Recorded information |
[Start of section]

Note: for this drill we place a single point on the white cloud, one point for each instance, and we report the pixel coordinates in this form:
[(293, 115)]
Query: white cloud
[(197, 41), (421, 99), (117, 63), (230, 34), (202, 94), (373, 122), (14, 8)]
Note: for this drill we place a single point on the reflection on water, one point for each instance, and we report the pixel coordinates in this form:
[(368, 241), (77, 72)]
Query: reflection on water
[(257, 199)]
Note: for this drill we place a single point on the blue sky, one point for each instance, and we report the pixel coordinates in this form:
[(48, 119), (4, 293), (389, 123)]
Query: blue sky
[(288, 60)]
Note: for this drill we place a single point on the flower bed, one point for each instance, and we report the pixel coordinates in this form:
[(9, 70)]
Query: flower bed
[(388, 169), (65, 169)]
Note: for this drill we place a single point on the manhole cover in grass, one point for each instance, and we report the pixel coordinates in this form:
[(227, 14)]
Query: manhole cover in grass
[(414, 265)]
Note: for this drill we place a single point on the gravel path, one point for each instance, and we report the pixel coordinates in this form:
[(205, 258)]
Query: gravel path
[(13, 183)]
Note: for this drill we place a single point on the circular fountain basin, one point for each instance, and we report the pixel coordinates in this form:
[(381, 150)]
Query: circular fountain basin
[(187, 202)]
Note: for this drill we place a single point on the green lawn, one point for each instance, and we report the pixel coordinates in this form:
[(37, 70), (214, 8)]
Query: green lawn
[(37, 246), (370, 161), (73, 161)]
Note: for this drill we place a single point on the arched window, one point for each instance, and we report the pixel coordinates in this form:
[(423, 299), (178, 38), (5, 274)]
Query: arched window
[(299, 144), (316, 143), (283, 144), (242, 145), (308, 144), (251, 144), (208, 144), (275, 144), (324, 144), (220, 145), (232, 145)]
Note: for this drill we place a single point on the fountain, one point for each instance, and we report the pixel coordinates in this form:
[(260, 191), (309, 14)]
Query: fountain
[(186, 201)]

[End of section]

Directions for this task | Reproduce the records above in full, without altering a single character.

Exercise result |
Note: for this drill we place a single point on the white cloud, one point for each instance, and we report the pixel coordinates in this form:
[(293, 115)]
Query: white cloud
[(197, 41), (421, 99), (117, 63), (230, 34), (202, 94), (373, 122), (14, 8)]
Note: for this drill we place a single point on the reflection on water, one point for each instance, and we report the pixel coordinates in this form:
[(368, 241), (77, 72)]
Query: reflection on water
[(257, 199)]
Note: for this drill we place a single point on the blue sky, one point for each instance, and we report the pixel coordinates in this form:
[(48, 119), (4, 293), (389, 123)]
Query: blue sky
[(288, 60)]
Note: for this drill we place a single point on the flower bed, one point for each instance, and we report the pixel coordinates in this form:
[(9, 70)]
Query: flower bed
[(388, 169), (65, 169)]
Note: for this drill we place a single point on the manhole cover in grass, one point for each instance, and we report the pixel coordinates in this form:
[(227, 14)]
Query: manhole cover in grass
[(414, 265)]
Note: for this drill we place a single point on the gravel path, one point for each instance, and we report the pixel coordinates in this form:
[(205, 258)]
Query: gravel path
[(13, 183)]
Note: for this drill we place a single point on the circular fountain basin, one point for each instance, and we report the pixel coordinates in this form:
[(381, 150)]
Query: circular fountain basin
[(187, 202)]
Note: for this drill we place a single point on the green lawn, one point for each instance, and we report the pixel coordinates in this form:
[(37, 70), (214, 8)]
Query: green lawn
[(37, 246), (370, 161), (73, 161)]
Note: for this drill we place a single point on the arched window, one point for each instance, and we report the pixel coordinates in this form:
[(423, 299), (178, 38), (5, 274)]
Query: arched window
[(299, 144), (316, 143), (283, 144), (242, 145), (308, 144), (251, 144), (208, 144), (275, 144), (324, 144), (220, 145), (232, 145)]
Note: for this drill we place a single point on the fountain, one point for each instance, and we report the pixel coordinates in this form:
[(260, 191), (309, 14)]
Query: fountain
[(186, 201)]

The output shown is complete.